» Short problem
Omit the images, then output each of the records below exactly.

» Entries shown
============
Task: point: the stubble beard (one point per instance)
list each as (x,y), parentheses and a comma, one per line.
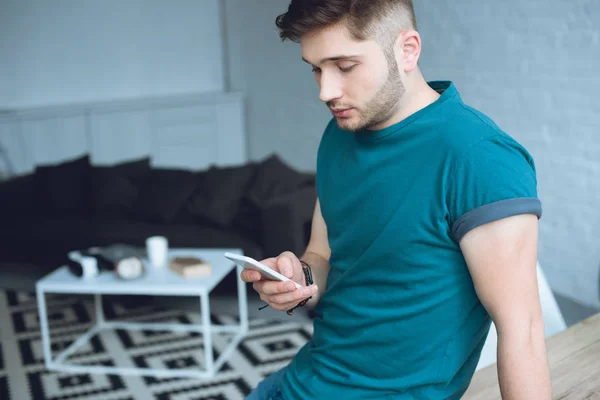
(382,106)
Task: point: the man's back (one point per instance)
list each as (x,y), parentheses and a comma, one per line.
(400,316)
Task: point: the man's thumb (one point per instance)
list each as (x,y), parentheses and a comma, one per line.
(285,266)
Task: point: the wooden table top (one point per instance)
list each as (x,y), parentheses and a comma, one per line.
(574,359)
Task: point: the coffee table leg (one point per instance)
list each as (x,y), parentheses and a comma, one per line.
(99,310)
(207,335)
(44,327)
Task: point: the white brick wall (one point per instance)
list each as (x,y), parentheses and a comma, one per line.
(533,66)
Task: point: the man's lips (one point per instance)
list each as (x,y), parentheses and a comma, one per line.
(341,112)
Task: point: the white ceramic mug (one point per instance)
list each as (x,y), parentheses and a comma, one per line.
(157,248)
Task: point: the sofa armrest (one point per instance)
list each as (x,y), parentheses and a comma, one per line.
(286,222)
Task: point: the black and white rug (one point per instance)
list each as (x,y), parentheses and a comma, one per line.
(269,346)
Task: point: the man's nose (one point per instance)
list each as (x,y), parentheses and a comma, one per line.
(330,88)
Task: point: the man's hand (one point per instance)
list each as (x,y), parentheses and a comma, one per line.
(281,295)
============
» Response for this exercise
Task: point: the stubble beard (one point per instance)
list each as (x,y), parentheses and a comma, one per line.
(382,106)
Task: point: the man's back (one point per instance)
list each as (x,y), parentheses and a comma, one per line.
(400,316)
Task: point: the man's thumb (one point per instance)
list each as (x,y), parentheses and a comma, one per line.
(285,266)
Task: point: the wooden table top (one point per instance)
list each as (x,y), parentheses and a comma, one per line.
(574,359)
Task: point: the coffee table leg (one point per instance)
list each as (x,y), parentheses and a comma, one per line.
(99,310)
(207,335)
(44,327)
Task: point: the white brick wall (one point per instance)
list each as (x,y), parentheses and a comma, one per line.
(533,66)
Task: point: the man's lips (one point per instance)
list each as (x,y), parentheses and a comma, one per line.
(341,112)
Task: point: the white ceramic mug (one point per instance)
list each as (x,y), parentheses and a comma, one per line.
(157,248)
Task: point: the sofa armrest (one point per instance)
list each as (x,y), parentheses and a comma, one per line.
(286,222)
Task: point: the black and white rug (one point per instance)
list each as (x,y), parentheses and a comma, one per line.
(269,346)
Task: point: the man's nose (one point per instance)
list each as (x,y), parentheses and a comma, one per line.
(330,88)
Task: point: the man's hand (one point per instance)
list each as (x,y), parentheses and a comma, one per line.
(281,295)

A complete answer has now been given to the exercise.